#### SOURCE MATERIAL:
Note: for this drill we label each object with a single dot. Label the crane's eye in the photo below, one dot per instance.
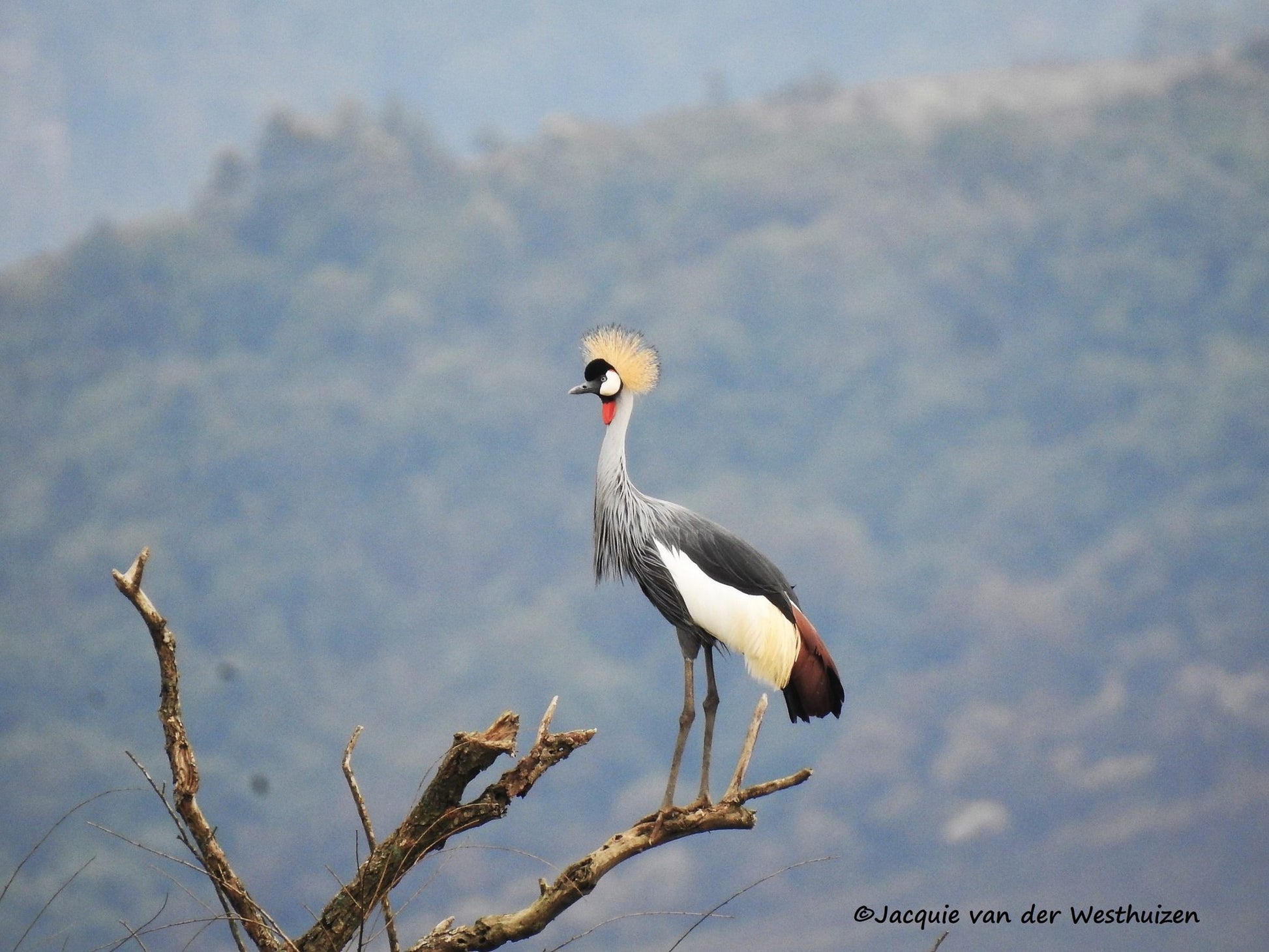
(610, 383)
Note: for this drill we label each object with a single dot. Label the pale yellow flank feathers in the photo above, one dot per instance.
(626, 351)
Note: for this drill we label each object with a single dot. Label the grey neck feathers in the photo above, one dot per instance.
(625, 518)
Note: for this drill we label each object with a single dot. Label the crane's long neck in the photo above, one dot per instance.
(623, 516)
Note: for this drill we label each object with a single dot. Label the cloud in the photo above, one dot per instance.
(979, 818)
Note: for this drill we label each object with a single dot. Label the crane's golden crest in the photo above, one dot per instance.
(626, 351)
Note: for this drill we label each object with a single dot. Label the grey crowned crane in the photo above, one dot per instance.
(709, 584)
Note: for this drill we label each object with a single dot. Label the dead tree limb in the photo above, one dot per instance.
(440, 814)
(185, 771)
(582, 876)
(368, 828)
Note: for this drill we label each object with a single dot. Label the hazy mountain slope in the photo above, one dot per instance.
(985, 371)
(112, 111)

#### DIRECTIONS:
Rewrite the entire listing above as a JSON list of strings, one string per line, omitting blank lines and the picture.

#### OUTPUT OF THE TASK:
[
  "Note: for this drill we label each object with a single dot. Label the crane's eye in the photo below, one dot per instance.",
  "(610, 383)",
  "Note: for this drill we label each object with a single dot. Label the pale yellow flank feathers in the photo above, one dot per instance.",
  "(626, 351)",
  "Note: for this drill we label each object with a single dot. Label the grey neck feathers in the photo above, one dot per instance.",
  "(625, 518)",
  "Note: for this drill we label each object with a single dot. Label the crane's long neck in the photo above, one dot per instance.",
  "(623, 516)",
  "Note: for this drill we label each object with a single dot. Label the cloud in the photo above, one dot per instance.",
  "(979, 818)",
  "Note: for this drill we label each object with a single dot. Label the crane's golden crest in the photo above, one dot per instance.",
  "(626, 351)",
  "Note: for this drill we label each object with a single dot. Label the grey crowned crane in the photo above, one dot per instance.",
  "(709, 584)",
  "Note: for this drill we label each object with a single dot. Label the dead tree limb in the photo above, one dot per instance.",
  "(440, 814)",
  "(185, 771)",
  "(582, 876)",
  "(368, 828)",
  "Note: for this drill we label each object with a single dot. Label the hazy mountain slope in the photo above, one dot per instance.",
  "(985, 371)",
  "(112, 111)"
]